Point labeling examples
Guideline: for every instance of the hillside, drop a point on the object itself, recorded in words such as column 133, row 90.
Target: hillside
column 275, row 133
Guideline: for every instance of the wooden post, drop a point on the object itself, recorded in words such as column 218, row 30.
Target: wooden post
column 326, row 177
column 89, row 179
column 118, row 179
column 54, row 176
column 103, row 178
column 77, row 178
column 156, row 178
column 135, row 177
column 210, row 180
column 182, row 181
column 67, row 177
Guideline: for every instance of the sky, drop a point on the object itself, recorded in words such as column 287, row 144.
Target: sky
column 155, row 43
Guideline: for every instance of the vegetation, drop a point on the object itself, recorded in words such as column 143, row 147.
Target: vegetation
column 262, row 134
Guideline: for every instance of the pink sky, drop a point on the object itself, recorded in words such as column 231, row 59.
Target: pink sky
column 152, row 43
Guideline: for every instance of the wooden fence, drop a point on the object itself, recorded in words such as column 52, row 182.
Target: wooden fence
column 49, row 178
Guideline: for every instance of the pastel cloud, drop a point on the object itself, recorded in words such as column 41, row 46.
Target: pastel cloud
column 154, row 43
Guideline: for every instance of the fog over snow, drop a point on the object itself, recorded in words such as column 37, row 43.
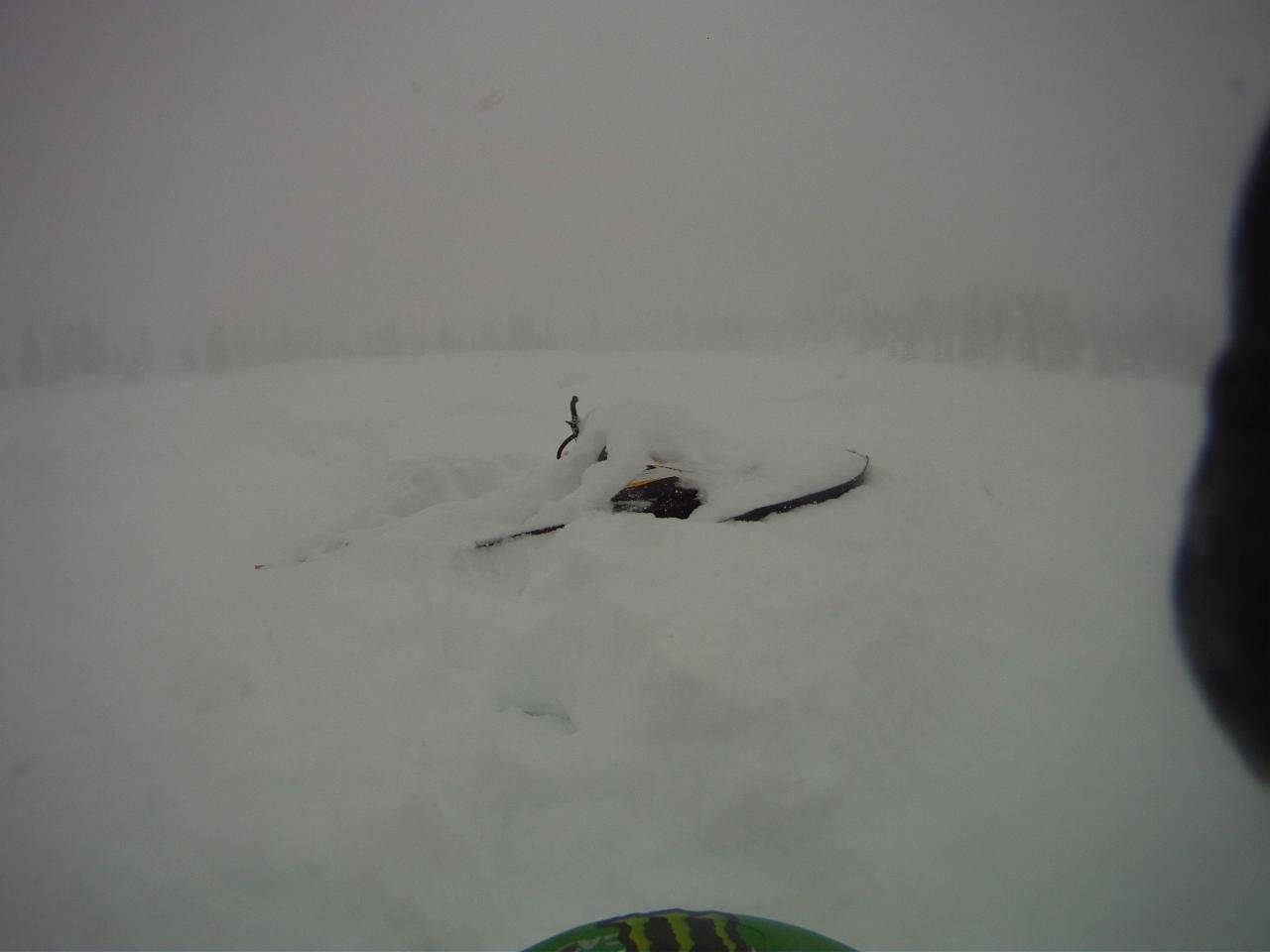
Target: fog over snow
column 608, row 173
column 308, row 286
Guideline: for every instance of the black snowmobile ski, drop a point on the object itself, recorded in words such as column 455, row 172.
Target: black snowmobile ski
column 661, row 493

Written exercise
Please copy all of the data above word for word, leaving out the pictures.

Right answer
Guideline: for every instance of the hillside, drop a point on the object itself, recorded in words such as column 133, row 90.
Target: hillside
column 275, row 133
Guideline: for every instance of the wooden post, drop a point on the object itself, recorded in words such as column 218, row 30.
Target: wooden post
column 326, row 177
column 89, row 179
column 118, row 179
column 54, row 176
column 103, row 178
column 77, row 178
column 156, row 178
column 135, row 177
column 210, row 180
column 182, row 181
column 67, row 177
Guideline: for every instance of the sky, drop a point on the object itself, recorded in words such as column 287, row 144.
Target: sky
column 155, row 43
Guideline: for every instance of the vegetation, drop a point on the object itself, recorded in words such as column 143, row 147.
Target: vegetation
column 262, row 134
Guideline: for every instance of the pink sky, drop a point on the object itself, recorded in words such as column 231, row 59.
Target: pink sky
column 152, row 43
Guideline: for every instance of the wooden fence, drop a point on the object itself, recorded in words such as column 52, row 182.
Target: wooden fence
column 49, row 178
Guideline: for every instance of the pastel cloud, drop a point on the object itself, recorded in words such as column 41, row 46.
Target: pastel cloud
column 154, row 43
Guideline: for every instance of the fog over snow, drop a point on the object itself, recorded in words such as column 37, row 43.
Target: fog over snow
column 608, row 173
column 308, row 286
Guideline: for every instance of the black snowmobile ski, drop a point on the object itself, recorded in words such as column 455, row 172.
Target: black snowmobile ski
column 661, row 493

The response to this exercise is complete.